**Text passage:**
So, this wind that swept the cosmos into creation and breathed life into Adam is the same wind and breath from which the disciples received the Holy Spirit. They would no longer be able to see, hear, or touch Jesus but they would feel his presence through the Holy Spirit as we feel His presence with us in the same way.[3]
The Holy Spirit comes to us, and makes possible our sharing God the Father and God the Son – the Spirit that is both the wind of creation and the breath of our baptism. This is the Spirit of which Paul speaks in his letter to the Romans, the Spirit that intercedes for us in our frail prayers, the Spirit that “intercedes for us with sighs too deep for words.”
Now, through the spirit, our relationship with God is a personal relationship and a personal responsibility. The divided tongues were not meaningless babble, but tongues of inspired speech in the languages understood by the multiplicity of nationalities gathered there, hungry for understanding. Thus, the coming of the Holy Spirit is the “birthday” of the mission of the church. It is on this day, specifically, that we accept the personal apostolic responsibility to get to know Jesus Christ and to make Him known to all the world. It is the day that all of us here gathered commit to all who are to come that the Holy Spirit is present here and now in the Church of the Advent.
The nineteenth century preacher and teacher Richard Church expressed the gift of the Holy Spirit as the “greatest gift ever made to man […] the greatest change that was ever made in what man is in himself, in what he can himself become.” […] filling [us] with new energies fresh from the very heart of God, begetting [us] anew from the deadness of sin, giving [us], by a new birth through the Spirit, the power to become the sons [and daughters] of God.”[4]
Now, in celebration of our baptism by the water and the Holy Spirit, let us stand and renew our Baptismal Covenant, being baptized anew by the breath of God.
[1]Alister E. McGrath, Christian Theology, 4th (Malden, MA: Blackwell Publishing, 2007) 235-236.
[2]Richard William Church in Love’s Redeeming Work – The Anglican Quest for Holiness, selected by Geoffrey Rowell, Kenneth Stevenson and Rowan Williams (New Yord: Oxford University Press, 2001) 440-441.
[3]Alister E. McGrath, Christian Theology, 4th (Malden, MA: Blackwell Publishing, 2007) 235-236.
[4]Richard William Church in Love’s Redeeming Work – The Anglican Quest for Holiness, selected by Geoffrey Rowell, Kenneth Stevenson and Rowan Williams (New Yord: Oxford University Press, 2001) 440-441.

**Data lines:**

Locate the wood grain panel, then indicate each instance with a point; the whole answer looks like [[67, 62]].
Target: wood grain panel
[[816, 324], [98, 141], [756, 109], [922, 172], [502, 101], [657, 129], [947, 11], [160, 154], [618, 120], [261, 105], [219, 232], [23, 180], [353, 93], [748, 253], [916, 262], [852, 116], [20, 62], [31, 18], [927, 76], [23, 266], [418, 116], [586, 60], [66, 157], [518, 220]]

**What to do:**
1. List every person named in the footnotes of the sermon excerpt.
2. Do these statements agree with the sermon excerpt? Answer yes or no for each, quoting the words that decide it.
(a) Richard Church was an eighteenth-century preacher.
(b) The divided tongues were meaningless babble.
(c) The coming of the Holy Spirit is called the "birthday" of the mission of the church.
3. According to the sermon excerpt, in which church is the Holy Spirit present here and now?

**Responses to the exercise:**
1. Alister E. McGrath, Richard William Church, Geoffrey Rowell, Kenneth Stevenson, Rowan Williams

2.
(a) No: "The nineteenth century preacher and teacher Richard Church"
(b) No: "The divided tongues were not meaningless babble"
(c) Yes: "the coming of the Holy Spirit is the “birthday” of the mission of the church"

3. The Church of the Advent.